▶ [SHORT TASK]
Copy the records from the line containing "TARGET: tub handle" through the end, substituting "gum" for each "eucalyptus" and leaving all else unchanged.
## Start
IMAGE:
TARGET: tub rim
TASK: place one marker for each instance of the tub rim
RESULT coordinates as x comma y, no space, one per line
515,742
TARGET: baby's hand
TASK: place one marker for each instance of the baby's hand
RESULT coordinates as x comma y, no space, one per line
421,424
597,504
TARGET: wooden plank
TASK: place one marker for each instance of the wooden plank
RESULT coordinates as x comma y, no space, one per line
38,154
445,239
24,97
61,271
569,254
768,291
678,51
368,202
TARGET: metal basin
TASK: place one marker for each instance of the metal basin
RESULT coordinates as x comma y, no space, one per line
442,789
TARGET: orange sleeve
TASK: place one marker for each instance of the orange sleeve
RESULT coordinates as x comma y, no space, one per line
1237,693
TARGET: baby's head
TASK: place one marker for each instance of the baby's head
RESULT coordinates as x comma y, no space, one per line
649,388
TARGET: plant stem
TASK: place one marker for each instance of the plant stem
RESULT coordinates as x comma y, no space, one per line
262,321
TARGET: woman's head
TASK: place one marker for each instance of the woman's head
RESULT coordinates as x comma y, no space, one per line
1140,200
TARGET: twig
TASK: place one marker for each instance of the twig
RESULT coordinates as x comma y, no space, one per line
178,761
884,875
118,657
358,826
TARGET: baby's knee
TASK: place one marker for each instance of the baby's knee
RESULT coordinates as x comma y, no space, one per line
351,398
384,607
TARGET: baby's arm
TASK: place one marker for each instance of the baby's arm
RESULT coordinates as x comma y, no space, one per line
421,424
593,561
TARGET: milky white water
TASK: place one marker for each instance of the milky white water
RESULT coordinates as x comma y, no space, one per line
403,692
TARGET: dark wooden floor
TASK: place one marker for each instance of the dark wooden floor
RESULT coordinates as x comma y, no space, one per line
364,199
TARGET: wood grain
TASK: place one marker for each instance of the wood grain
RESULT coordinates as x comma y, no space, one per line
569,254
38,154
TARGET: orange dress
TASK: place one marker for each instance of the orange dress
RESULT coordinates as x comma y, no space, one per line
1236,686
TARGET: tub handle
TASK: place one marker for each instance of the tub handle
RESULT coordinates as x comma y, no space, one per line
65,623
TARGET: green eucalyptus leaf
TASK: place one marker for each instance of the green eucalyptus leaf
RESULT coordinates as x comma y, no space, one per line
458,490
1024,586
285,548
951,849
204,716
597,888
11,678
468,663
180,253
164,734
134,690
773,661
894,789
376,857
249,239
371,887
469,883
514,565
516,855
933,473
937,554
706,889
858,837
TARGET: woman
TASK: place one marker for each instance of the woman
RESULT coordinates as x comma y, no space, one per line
## End
▶ [ANSWER]
TARGET: tub handle
TASK: place one marker for each instance of the tub handle
RESULT coordinates as x comma y, no space, one per line
65,623
TARGET: green gum leaf
TASK: place one marker for each instance of the green gum leaf
RESULT coordinates as x comma y, no space, one per line
458,490
1024,586
285,548
951,849
204,716
597,888
11,678
468,663
180,253
164,734
134,690
773,661
894,789
376,857
249,239
371,887
469,883
514,565
516,855
933,473
937,554
706,889
858,837
TARGET: woman
TASK: place one marker for each instance of the woman
RESULT coordinates as x comma y, no space, one per line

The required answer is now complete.